**SELECTED EXCERPT**
····················
= Callon of Epidaurus =

2nd-century BC Greek transgender man

Callon (born Callo; fl. 2nd century BC) was an intersex person, whose medical treatment is the first recorded example of gender affirmation surgery. His life is known from the works of Diodorus Siculus.

== Biography ==
Callon was born in Epidaurus in Greece, during the second half of the second century BC. The details known about Callon's life appear in the Bibliotheca Historica written by Diodorus Siculus. Assigned female at birth, he is described by Diodorus Siculus as an orphan, who was forced to marry when he "came of age" and lived with his husband for two years. Laura Pfunter interprets Callon's age before marriage as 'pre-pubescent'. Diodorus Siculus reported he had heard that Callon was a priestess prior to his marriage.

Although little is known about Callon's married life, Diodorus Siculus recorded that Callon was "not capable of natural Embraces as a Woman" and was forced "to endure those [embraces] that were preternatural, or besides nature". It is recorded that during the marriage, a tumour in Callon's groin became prominent and painful, but no doctors would treat it. However, eventually an apothecary offered to treat him and incised the tumour; from the tumour "a man's privates were protruded, namely testicles and an imperforate penis". The apothecary then proceeded to open the glans and make a passage for the urethra, using a silver catheter to drain the wound and then stitched the wound together. The apothecary charged twice the amount for his services since "he had received a female invalid and made her into a healthy young man".

After his recovery, Callon changed his birthname of Callo to Callon and began to live as a man. Symbolically he cast aside his weaving equipment, which was strongly associated with women's work. After his transition, Callon was brought to trial since he had witnessed religious rituals which were exclusive to women, before he had transitioned.
····················
**RECORDED INFORMATION**

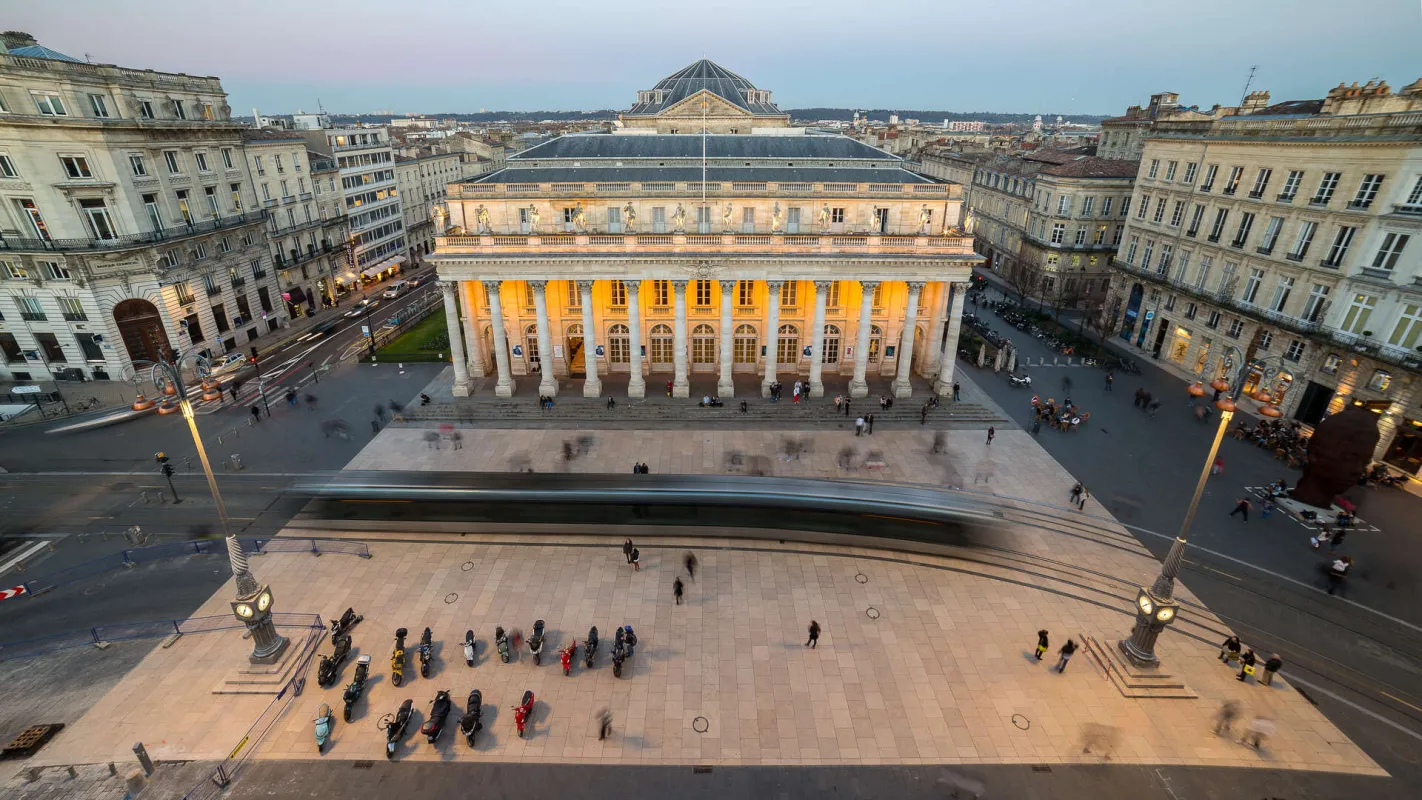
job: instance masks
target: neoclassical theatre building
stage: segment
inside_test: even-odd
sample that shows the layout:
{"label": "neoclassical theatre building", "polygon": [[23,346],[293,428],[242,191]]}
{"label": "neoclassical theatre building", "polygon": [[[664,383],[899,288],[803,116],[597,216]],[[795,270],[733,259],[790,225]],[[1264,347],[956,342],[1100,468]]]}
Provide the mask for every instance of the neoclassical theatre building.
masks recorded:
{"label": "neoclassical theatre building", "polygon": [[697,61],[637,92],[613,132],[449,186],[431,260],[454,394],[496,375],[501,396],[560,379],[597,396],[624,374],[634,398],[648,381],[687,396],[695,375],[722,398],[735,375],[762,394],[806,379],[819,396],[830,375],[853,396],[909,396],[910,371],[950,391],[981,260],[960,206],[961,186],[793,128],[769,91]]}

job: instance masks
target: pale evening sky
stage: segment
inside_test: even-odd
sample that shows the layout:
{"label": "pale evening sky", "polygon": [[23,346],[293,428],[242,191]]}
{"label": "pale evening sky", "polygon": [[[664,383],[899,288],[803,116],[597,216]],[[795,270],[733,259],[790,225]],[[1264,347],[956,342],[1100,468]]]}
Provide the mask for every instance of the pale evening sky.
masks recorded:
{"label": "pale evening sky", "polygon": [[626,108],[707,55],[782,108],[1119,114],[1422,77],[1418,0],[54,0],[0,26],[216,75],[233,114]]}

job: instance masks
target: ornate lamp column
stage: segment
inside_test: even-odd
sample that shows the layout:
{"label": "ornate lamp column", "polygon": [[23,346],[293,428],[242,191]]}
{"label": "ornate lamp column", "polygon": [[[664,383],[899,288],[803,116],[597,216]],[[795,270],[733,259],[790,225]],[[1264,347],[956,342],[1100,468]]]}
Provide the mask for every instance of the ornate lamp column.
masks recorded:
{"label": "ornate lamp column", "polygon": [[247,554],[236,536],[228,536],[228,560],[232,574],[237,578],[237,598],[232,601],[232,614],[252,634],[252,664],[276,664],[290,639],[276,632],[272,624],[272,588],[259,584],[247,568]]}

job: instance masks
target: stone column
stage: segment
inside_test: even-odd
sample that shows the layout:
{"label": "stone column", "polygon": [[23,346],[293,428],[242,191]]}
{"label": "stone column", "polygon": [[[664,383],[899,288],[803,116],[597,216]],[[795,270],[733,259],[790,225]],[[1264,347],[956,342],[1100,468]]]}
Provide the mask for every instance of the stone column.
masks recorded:
{"label": "stone column", "polygon": [[899,371],[893,379],[893,396],[899,399],[913,396],[909,375],[913,374],[913,331],[919,327],[919,294],[921,291],[921,280],[909,281],[909,303],[903,310],[903,331],[899,334]]}
{"label": "stone column", "polygon": [[958,334],[963,333],[963,300],[968,296],[967,283],[950,283],[953,291],[953,306],[948,310],[948,338],[943,342],[943,352],[939,355],[939,377],[933,384],[933,392],[940,398],[953,396],[953,371],[958,365]]}
{"label": "stone column", "polygon": [[829,298],[829,281],[815,281],[815,323],[809,333],[809,396],[825,396],[825,301]]}
{"label": "stone column", "polygon": [[929,315],[929,335],[924,337],[924,345],[929,348],[923,354],[923,369],[920,369],[924,378],[933,378],[939,374],[940,357],[943,355],[943,317],[948,311],[948,287],[953,284],[936,283],[933,286],[939,287],[939,297],[933,301],[933,314]]}
{"label": "stone column", "polygon": [[761,379],[761,396],[771,396],[771,384],[775,382],[775,357],[781,350],[781,287],[782,280],[765,281],[765,303],[769,306],[765,317],[765,378]]}
{"label": "stone column", "polygon": [[455,284],[439,281],[445,296],[445,324],[449,327],[449,361],[454,364],[454,396],[469,396],[469,362],[464,358],[464,331],[459,330],[459,306],[454,300]]}
{"label": "stone column", "polygon": [[630,372],[627,378],[627,396],[644,398],[647,396],[647,382],[641,377],[641,303],[638,300],[641,281],[624,280],[623,286],[627,287],[627,331],[629,347],[631,348],[631,355],[627,360]]}
{"label": "stone column", "polygon": [[671,291],[675,296],[677,320],[673,327],[671,365],[675,369],[671,381],[671,396],[691,396],[691,384],[687,381],[687,281],[671,281]]}
{"label": "stone column", "polygon": [[503,293],[499,291],[502,281],[483,281],[483,291],[489,294],[489,327],[493,330],[493,365],[499,371],[499,382],[493,387],[493,394],[501,398],[513,396],[513,374],[509,371],[509,337],[503,333]]}
{"label": "stone column", "polygon": [[855,335],[855,377],[849,381],[849,396],[869,396],[869,331],[873,327],[875,288],[876,280],[862,280],[859,287],[863,296],[859,300],[859,333]]}
{"label": "stone column", "polygon": [[597,341],[593,337],[593,281],[577,281],[577,297],[583,304],[583,365],[587,368],[583,396],[596,398],[603,394],[603,382],[597,377]]}
{"label": "stone column", "polygon": [[731,362],[734,352],[731,348],[731,304],[735,301],[735,281],[721,281],[721,379],[717,381],[715,391],[722,398],[735,396],[735,381],[731,379]]}
{"label": "stone column", "polygon": [[557,378],[553,377],[553,337],[547,330],[547,281],[530,280],[533,287],[533,313],[538,314],[538,394],[557,396]]}
{"label": "stone column", "polygon": [[479,298],[475,297],[474,281],[459,281],[459,303],[464,306],[464,337],[469,355],[469,377],[483,378],[489,374],[489,354],[483,352],[483,337],[479,335],[479,318],[475,314]]}

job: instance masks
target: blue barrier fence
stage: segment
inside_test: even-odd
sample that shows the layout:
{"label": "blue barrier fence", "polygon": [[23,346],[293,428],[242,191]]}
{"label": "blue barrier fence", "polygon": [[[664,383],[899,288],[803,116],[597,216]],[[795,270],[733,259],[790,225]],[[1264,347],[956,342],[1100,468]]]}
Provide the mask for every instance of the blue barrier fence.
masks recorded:
{"label": "blue barrier fence", "polygon": [[[326,629],[326,622],[321,621],[319,614],[272,614],[272,624],[277,628]],[[0,642],[0,661],[36,658],[77,647],[95,645],[98,642],[161,639],[173,634],[210,634],[213,631],[229,631],[242,627],[242,622],[239,622],[236,617],[226,614],[216,617],[188,617],[186,620],[152,620],[146,622],[95,625],[82,631],[67,631],[33,639]]]}
{"label": "blue barrier fence", "polygon": [[[242,550],[246,553],[313,553],[316,556],[323,553],[336,553],[370,558],[370,547],[367,547],[363,541],[284,537],[240,539],[239,541],[242,543]],[[108,556],[100,556],[98,558],[90,558],[82,564],[75,564],[65,570],[60,570],[58,573],[31,578],[24,581],[24,590],[28,597],[34,597],[44,594],[54,587],[82,581],[119,567],[132,567],[135,564],[156,561],[159,558],[176,558],[179,556],[215,556],[225,554],[226,551],[228,544],[226,540],[222,539],[196,539],[192,541],[169,541],[168,544],[132,547],[121,553],[111,553]]]}

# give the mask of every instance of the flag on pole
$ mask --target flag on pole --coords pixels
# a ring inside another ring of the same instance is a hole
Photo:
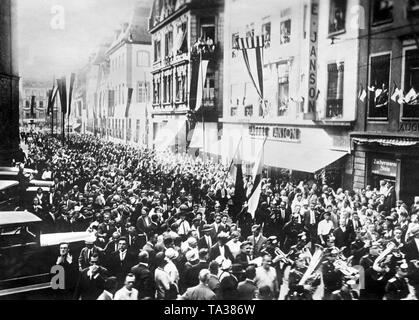
[[[364,87],[361,88],[361,91],[359,92],[358,98],[361,100],[361,102],[365,102],[365,98],[367,97],[367,91],[365,91]]]
[[[36,97],[32,96],[31,98],[31,116],[34,117],[35,116],[35,107],[36,107],[36,101],[35,101]]]
[[[132,93],[134,92],[133,88],[128,88],[128,99],[127,99],[127,107],[125,109],[125,118],[129,116],[129,109],[131,107],[131,100],[132,100]]]
[[[67,81],[65,77],[57,79],[58,91],[60,93],[61,112],[67,114]]]
[[[68,93],[68,116],[70,117],[71,114],[71,102],[73,100],[73,88],[74,88],[74,81],[76,81],[76,74],[71,73],[70,77],[70,90]]]
[[[204,84],[207,79],[208,63],[209,63],[208,60],[201,60],[201,63],[199,64],[195,111],[198,111],[201,108],[202,99],[204,98],[203,91],[204,91]]]
[[[50,114],[54,111],[54,103],[55,98],[57,97],[58,87],[53,86],[52,90],[48,91],[48,108],[47,108],[47,114]]]
[[[253,219],[255,218],[255,213],[259,205],[260,194],[262,192],[263,149],[264,146],[262,146],[258,155],[258,160],[253,167],[253,188],[248,197],[247,211],[252,215]]]
[[[260,99],[264,101],[263,90],[263,48],[265,37],[255,36],[237,39],[237,48],[242,51],[244,64],[250,80],[256,88]],[[257,81],[256,81],[257,80]]]
[[[266,142],[266,139],[265,139]],[[260,182],[262,181],[262,171],[263,171],[263,151],[264,151],[264,147],[265,147],[265,142],[263,143],[257,159],[256,159],[256,163],[253,167],[253,171],[252,171],[252,178],[253,178],[253,187],[252,190],[250,190],[250,193],[248,194],[248,199],[250,199],[253,196],[253,193],[256,191],[256,189],[258,188],[258,185],[260,184]]]
[[[242,164],[242,146],[243,144],[243,137],[241,137],[239,141],[239,145],[237,146],[236,154],[233,158],[233,166],[236,169],[236,183],[234,186],[234,197],[233,202],[234,206],[241,207],[243,203],[246,201],[246,191],[244,190],[244,182],[243,182],[243,164]]]

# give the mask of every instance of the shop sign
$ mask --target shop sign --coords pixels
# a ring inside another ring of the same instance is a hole
[[[419,132],[419,123],[400,123],[399,132]]]
[[[397,177],[397,161],[385,159],[373,159],[371,172],[386,177]]]
[[[284,142],[301,142],[299,128],[250,126],[249,134],[252,137],[268,138]]]

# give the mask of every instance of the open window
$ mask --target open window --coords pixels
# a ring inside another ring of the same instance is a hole
[[[371,57],[368,117],[374,120],[388,119],[390,61],[390,54]]]
[[[331,0],[329,14],[329,34],[345,32],[347,0]]]

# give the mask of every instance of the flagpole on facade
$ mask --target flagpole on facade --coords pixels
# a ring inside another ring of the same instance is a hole
[[[202,69],[202,49],[199,52],[199,69],[201,70],[202,96],[201,96],[201,113],[202,113],[202,160],[205,162],[205,119],[204,119],[204,71]],[[199,74],[199,72],[198,72]],[[199,79],[198,79],[199,81]]]

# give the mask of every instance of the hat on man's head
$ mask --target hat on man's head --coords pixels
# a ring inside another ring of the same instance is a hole
[[[410,230],[410,235],[412,236],[412,237],[414,237],[414,236],[416,236],[416,235],[418,235],[419,234],[419,226],[414,226],[413,228],[412,228],[412,230]]]
[[[227,232],[221,231],[218,236],[217,239],[228,239],[229,235]]]
[[[168,258],[170,260],[173,260],[173,259],[177,259],[179,257],[179,252],[177,252],[173,248],[169,248],[164,252],[164,255],[166,256],[166,258]]]
[[[196,250],[189,250],[188,252],[186,252],[185,257],[188,262],[196,261],[199,259]]]
[[[202,227],[202,232],[210,232],[213,228],[209,224],[204,224]]]

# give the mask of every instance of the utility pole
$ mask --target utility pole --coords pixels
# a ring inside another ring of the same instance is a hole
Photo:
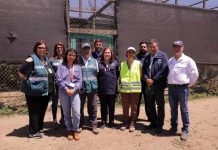
[[[82,18],[83,2],[79,0],[79,18]]]

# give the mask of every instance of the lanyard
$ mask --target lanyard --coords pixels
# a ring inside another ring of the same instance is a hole
[[[74,65],[72,68],[70,68],[70,80],[73,81],[74,79]]]

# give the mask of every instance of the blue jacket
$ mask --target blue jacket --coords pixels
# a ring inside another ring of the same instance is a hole
[[[151,63],[151,54],[147,55],[143,62],[143,79],[146,81],[151,78],[154,80],[155,89],[164,89],[167,85],[167,75],[169,72],[168,68],[168,58],[164,52],[158,51],[157,55],[154,57],[151,66],[151,77],[149,66]]]
[[[102,51],[100,51],[99,53],[97,51],[94,51],[92,53],[92,57],[95,58],[98,62],[100,62],[102,55]]]
[[[119,77],[119,63],[114,60],[106,66],[104,61],[99,62],[98,92],[99,94],[116,94]]]

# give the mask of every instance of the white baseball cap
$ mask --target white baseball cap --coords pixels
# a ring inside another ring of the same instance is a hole
[[[134,47],[128,47],[126,52],[130,51],[130,50],[133,50],[134,52],[136,52],[136,49]]]

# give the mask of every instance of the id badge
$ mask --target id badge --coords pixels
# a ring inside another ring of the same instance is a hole
[[[51,70],[50,68],[48,68],[48,72],[49,72],[49,73],[52,73],[52,70]]]
[[[74,88],[76,85],[74,83],[70,83],[70,87]]]

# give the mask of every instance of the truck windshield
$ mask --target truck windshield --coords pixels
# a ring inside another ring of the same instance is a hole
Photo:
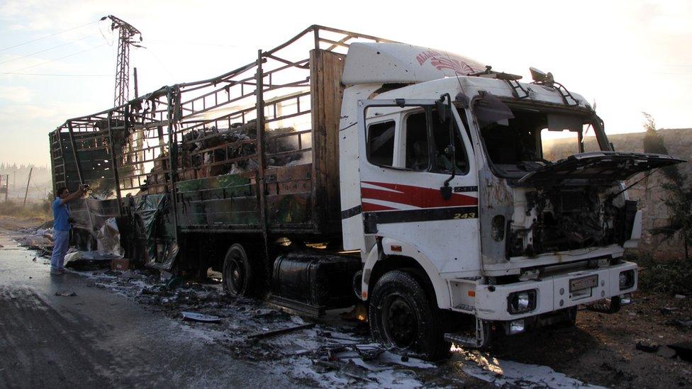
[[[501,176],[520,178],[570,155],[601,150],[589,117],[513,108],[512,116],[482,123],[481,137]]]

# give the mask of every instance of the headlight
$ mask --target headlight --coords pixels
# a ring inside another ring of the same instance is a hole
[[[530,312],[536,309],[536,290],[510,293],[507,297],[507,312],[512,315]]]
[[[629,289],[635,286],[635,270],[620,272],[620,290]]]

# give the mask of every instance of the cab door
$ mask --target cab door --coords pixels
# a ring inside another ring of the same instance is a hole
[[[390,238],[413,247],[415,255],[428,261],[424,267],[432,265],[445,278],[477,274],[481,263],[478,176],[459,113],[452,106],[446,120],[442,118],[435,100],[359,103],[366,249],[372,247],[376,237]],[[452,140],[454,152],[450,152]],[[441,190],[446,181],[451,193]]]

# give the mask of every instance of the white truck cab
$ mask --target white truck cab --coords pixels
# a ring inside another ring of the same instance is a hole
[[[579,304],[610,299],[615,310],[636,290],[622,257],[642,214],[623,181],[681,161],[614,152],[584,98],[536,73],[522,83],[442,50],[351,45],[343,245],[361,253],[379,340],[431,359],[445,341],[483,346],[493,327],[574,320]],[[584,150],[588,133],[598,150]],[[556,136],[573,138],[573,152],[549,151]]]

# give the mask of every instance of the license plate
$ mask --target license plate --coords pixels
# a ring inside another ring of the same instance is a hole
[[[593,288],[597,285],[598,285],[598,274],[588,276],[587,277],[581,277],[581,278],[574,278],[569,280],[569,291],[574,292],[576,291],[581,291],[583,289],[588,289],[589,288]]]

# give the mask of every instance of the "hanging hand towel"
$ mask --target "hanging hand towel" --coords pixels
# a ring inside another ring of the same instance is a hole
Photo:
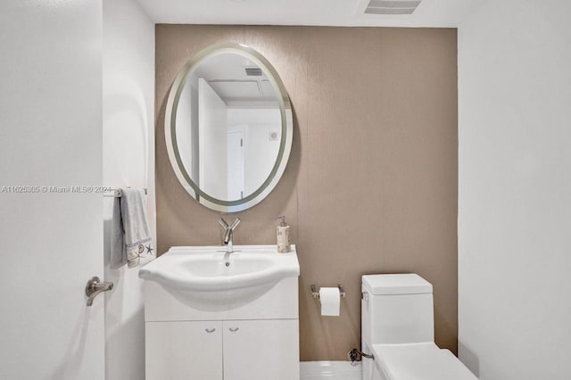
[[[151,232],[146,219],[145,191],[121,189],[115,198],[112,219],[111,265],[128,268],[143,265],[155,258]]]

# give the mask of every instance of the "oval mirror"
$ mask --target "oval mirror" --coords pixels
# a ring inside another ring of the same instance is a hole
[[[223,212],[261,202],[292,147],[293,115],[279,76],[238,44],[200,51],[178,72],[167,101],[167,151],[178,181]]]

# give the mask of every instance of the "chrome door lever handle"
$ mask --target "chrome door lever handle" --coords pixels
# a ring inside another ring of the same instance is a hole
[[[100,293],[108,292],[113,288],[113,283],[101,282],[99,277],[92,277],[86,285],[86,295],[87,296],[87,306],[93,305],[93,300]]]

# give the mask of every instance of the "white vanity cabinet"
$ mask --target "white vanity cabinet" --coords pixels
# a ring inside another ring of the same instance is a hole
[[[222,322],[147,322],[146,380],[222,380]]]
[[[239,249],[171,249],[141,269],[146,380],[300,380],[297,254]]]
[[[224,380],[299,380],[297,319],[224,321]]]
[[[296,319],[147,322],[146,380],[299,380]]]

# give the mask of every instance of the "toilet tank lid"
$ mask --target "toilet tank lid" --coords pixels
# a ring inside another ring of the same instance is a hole
[[[371,294],[423,294],[432,293],[432,285],[420,276],[403,275],[363,276],[363,286]]]

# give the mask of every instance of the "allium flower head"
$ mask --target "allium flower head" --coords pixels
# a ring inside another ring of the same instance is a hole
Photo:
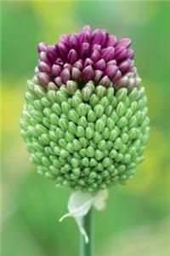
[[[89,26],[39,44],[21,135],[38,173],[57,185],[98,191],[126,183],[143,160],[147,98],[130,44]]]
[[[80,34],[63,35],[58,44],[38,44],[37,79],[44,86],[50,81],[57,86],[68,80],[133,87],[140,83],[134,67],[131,39],[119,41],[105,29],[92,31],[84,26]]]

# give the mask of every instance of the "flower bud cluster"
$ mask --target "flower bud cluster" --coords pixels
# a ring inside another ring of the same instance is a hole
[[[131,39],[109,35],[105,29],[92,31],[89,26],[79,34],[63,35],[58,44],[40,43],[39,63],[36,67],[41,84],[51,81],[56,86],[74,80],[82,84],[94,84],[133,88],[141,79],[134,67]]]
[[[143,87],[27,85],[21,136],[38,173],[91,192],[133,177],[150,131]]]

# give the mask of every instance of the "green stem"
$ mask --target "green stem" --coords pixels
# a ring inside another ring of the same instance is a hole
[[[80,256],[94,256],[94,212],[93,208],[83,218],[84,229],[88,236],[88,243],[85,242],[84,236],[81,234],[80,237]]]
····················
**TO DO**
1/ According to the Callon of Epidaurus text, what did Callon symbolically cast aside after his recovery?
2/ From the Callon of Epidaurus text, copy out the stretch from "2nd-century BC Greek" through "of Diodorus Siculus." word for word.

**ANSWERS TO THIS EXERCISE**
1/ His weaving equipment.

2/
2nd-century BC Greek transgender man

Callon (born Callo; fl. 2nd century BC) was an intersex person, whose medical treatment is the first recorded example of gender affirmation surgery. His life is known from the works of Diodorus Siculus.